## Start
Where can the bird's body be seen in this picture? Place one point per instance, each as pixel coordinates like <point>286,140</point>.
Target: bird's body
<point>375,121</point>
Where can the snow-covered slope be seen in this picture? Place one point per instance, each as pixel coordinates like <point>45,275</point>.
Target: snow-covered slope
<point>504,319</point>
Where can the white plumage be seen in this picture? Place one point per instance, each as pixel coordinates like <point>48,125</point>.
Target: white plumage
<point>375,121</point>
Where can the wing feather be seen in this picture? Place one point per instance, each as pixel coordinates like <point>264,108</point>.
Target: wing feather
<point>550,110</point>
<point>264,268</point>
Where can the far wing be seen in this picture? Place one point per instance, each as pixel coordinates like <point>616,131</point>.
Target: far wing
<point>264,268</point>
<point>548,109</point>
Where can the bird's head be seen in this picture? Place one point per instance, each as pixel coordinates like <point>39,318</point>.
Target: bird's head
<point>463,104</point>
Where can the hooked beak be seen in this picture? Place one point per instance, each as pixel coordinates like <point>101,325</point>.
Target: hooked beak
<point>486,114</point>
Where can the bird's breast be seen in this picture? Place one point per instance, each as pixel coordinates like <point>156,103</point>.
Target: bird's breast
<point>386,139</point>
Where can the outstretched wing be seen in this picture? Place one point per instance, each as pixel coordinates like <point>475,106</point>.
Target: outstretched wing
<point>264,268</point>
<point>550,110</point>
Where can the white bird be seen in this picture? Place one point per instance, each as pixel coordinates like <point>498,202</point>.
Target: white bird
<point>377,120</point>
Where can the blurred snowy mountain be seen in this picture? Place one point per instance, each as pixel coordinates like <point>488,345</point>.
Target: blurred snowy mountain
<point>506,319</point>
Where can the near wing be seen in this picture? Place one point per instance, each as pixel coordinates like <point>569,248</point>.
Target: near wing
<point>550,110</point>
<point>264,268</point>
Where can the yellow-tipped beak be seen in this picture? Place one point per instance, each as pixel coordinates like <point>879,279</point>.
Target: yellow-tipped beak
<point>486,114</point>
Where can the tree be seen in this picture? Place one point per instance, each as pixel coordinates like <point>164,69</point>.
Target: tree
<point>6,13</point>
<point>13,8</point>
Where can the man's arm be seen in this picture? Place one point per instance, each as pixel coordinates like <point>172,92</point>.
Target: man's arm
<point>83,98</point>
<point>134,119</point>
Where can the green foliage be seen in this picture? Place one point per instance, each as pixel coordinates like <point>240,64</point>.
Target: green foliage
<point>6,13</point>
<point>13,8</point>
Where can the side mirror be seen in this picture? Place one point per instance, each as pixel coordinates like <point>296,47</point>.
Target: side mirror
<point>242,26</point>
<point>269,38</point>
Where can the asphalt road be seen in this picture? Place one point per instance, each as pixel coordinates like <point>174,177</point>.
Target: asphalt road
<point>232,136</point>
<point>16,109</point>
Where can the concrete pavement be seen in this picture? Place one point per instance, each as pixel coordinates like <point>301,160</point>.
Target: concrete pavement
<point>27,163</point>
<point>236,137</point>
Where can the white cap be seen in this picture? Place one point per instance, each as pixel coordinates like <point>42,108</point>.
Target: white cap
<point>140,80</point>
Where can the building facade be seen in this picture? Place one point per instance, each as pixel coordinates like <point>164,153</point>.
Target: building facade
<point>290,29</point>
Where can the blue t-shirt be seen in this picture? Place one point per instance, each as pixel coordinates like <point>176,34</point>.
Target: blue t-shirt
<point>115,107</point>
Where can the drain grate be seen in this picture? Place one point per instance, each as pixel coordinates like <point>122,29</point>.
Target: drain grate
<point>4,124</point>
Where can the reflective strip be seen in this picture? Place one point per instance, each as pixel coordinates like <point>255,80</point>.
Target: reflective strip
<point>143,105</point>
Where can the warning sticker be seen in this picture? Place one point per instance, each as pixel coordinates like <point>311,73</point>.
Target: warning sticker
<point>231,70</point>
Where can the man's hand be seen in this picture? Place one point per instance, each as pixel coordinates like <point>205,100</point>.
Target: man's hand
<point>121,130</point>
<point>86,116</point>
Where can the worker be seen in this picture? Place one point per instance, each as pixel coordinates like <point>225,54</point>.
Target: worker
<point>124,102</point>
## End
TASK DIRECTIONS
Convert each line of the listing into a string in a JSON list, one string per line, leaving out blank lines.

FINISHED EXERCISE
[
  "Where can the bird's body be seen in this picture? Place one point per instance, each as pixel coordinates like <point>286,140</point>.",
  "Target: bird's body",
  "<point>375,121</point>",
  "Where can the snow-covered slope be seen in this picture? Place one point per instance, each as pixel coordinates like <point>45,275</point>.",
  "Target: snow-covered slope",
  "<point>504,319</point>",
  "Where can the white plumage be seen in this picture? Place one point per instance, each as pixel coordinates like <point>48,125</point>.",
  "Target: white plumage",
  "<point>375,121</point>",
  "Where can the wing feather be seen in this picture? Place one point per instance, each as pixel coordinates like <point>264,108</point>.",
  "Target: wing feather",
  "<point>550,110</point>",
  "<point>264,268</point>",
  "Where can the far wing be seen in this picture? Place one point per instance, each as pixel coordinates like <point>616,131</point>.",
  "Target: far wing",
  "<point>264,268</point>",
  "<point>548,109</point>",
  "Where can the bird's head be seen in this picture? Place one point per instance, each as pixel coordinates like <point>39,318</point>.",
  "Target: bird's head",
  "<point>463,104</point>",
  "Where can the hooked beak be seen in this picture? Place one point per instance, each as pixel coordinates like <point>101,325</point>.",
  "Target: hooked beak",
  "<point>486,114</point>",
  "Where can the bird's breast be seen in this picture? Place one point per instance, each as pixel coordinates like <point>156,103</point>.",
  "Target: bird's breast",
  "<point>386,139</point>",
  "Where can the outstretched wing be seen in this picture? Place one point per instance, each as pixel coordinates like <point>475,106</point>.",
  "Target: outstretched wing",
  "<point>264,268</point>",
  "<point>550,110</point>",
  "Where can the white bird be seen in this picture? Place one point per instance, each as pixel coordinates like <point>498,202</point>.",
  "Target: white bird",
  "<point>377,120</point>",
  "Where can the blurred snowy mountain be seen in this picture? Place one point per instance, each as pixel coordinates like <point>488,345</point>.",
  "Target: blurred snowy mountain",
  "<point>506,319</point>",
  "Where can the near wing be seen in this picture? Place one point per instance, each as pixel coordinates like <point>569,248</point>.",
  "Target: near wing",
  "<point>550,110</point>",
  "<point>264,268</point>",
  "Where can the yellow-tipped beak be seen in this picture? Place one point per instance, each as pixel coordinates like <point>879,279</point>.",
  "Target: yellow-tipped beak",
  "<point>486,114</point>",
  "Where can the tree be seen in this picture? Place one point per instance, each as pixel coordinates like <point>164,69</point>.",
  "Target: tree",
  "<point>6,13</point>",
  "<point>13,8</point>",
  "Where can the man's arm be seen in this picture? Place one point per instance, each as pixel coordinates like <point>172,92</point>.",
  "Target: man's arm",
  "<point>83,98</point>",
  "<point>134,119</point>",
  "Where can the green foliage be seen in this picture? Place one point per instance, each as pixel coordinates like <point>240,64</point>.",
  "Target: green foliage",
  "<point>6,13</point>",
  "<point>13,8</point>",
  "Where can the side mirror be seen in this picture? Place one point per instance, each as pixel coordinates like <point>296,47</point>.",
  "Target: side mirror",
  "<point>242,26</point>",
  "<point>269,38</point>",
  "Where can the asphalt road be seen in this picture? Place one point per instance, each as pixel coordinates like <point>174,177</point>.",
  "Target: asphalt road",
  "<point>232,136</point>",
  "<point>16,109</point>",
  "Where can the concrete pavement be seen in this picture? Place one point per instance, each as pixel coordinates like <point>301,160</point>.",
  "Target: concrete pavement",
  "<point>27,163</point>",
  "<point>236,137</point>",
  "Where can the white cap be seen in this picture? Place one point per instance, each as pixel coordinates like <point>42,108</point>.",
  "Target: white cap",
  "<point>140,80</point>",
  "Where can the building facade be seen in this picture? Place one point per instance, each as pixel coordinates like <point>164,153</point>.",
  "Target: building facade",
  "<point>290,29</point>",
  "Where can the blue t-shirt be seen in this picture? Place one point per instance, each as pixel coordinates like <point>176,34</point>.",
  "Target: blue t-shirt",
  "<point>115,107</point>",
  "Where can the drain grate be seen in this picture? Place one point per instance, each as pixel coordinates like <point>122,29</point>.",
  "Target: drain grate",
  "<point>4,124</point>",
  "Where can the reflective strip be seen in this picture? Place one point per instance, each as pixel coordinates like <point>255,80</point>.",
  "Target: reflective strip",
  "<point>143,105</point>",
  "Where can the warning sticker be seen in this picture? Place one point per instance, each as pixel coordinates like <point>311,73</point>.",
  "Target: warning sticker",
  "<point>231,70</point>",
  "Where can the man's hand be seen in this picture? Place one point per instance, each as pixel coordinates like <point>205,100</point>.",
  "Target: man's hand",
  "<point>121,130</point>",
  "<point>86,116</point>",
  "Where can the worker be seen in this picture? Place one point per instance, each as pixel coordinates like <point>225,54</point>.",
  "Target: worker",
  "<point>124,102</point>"
]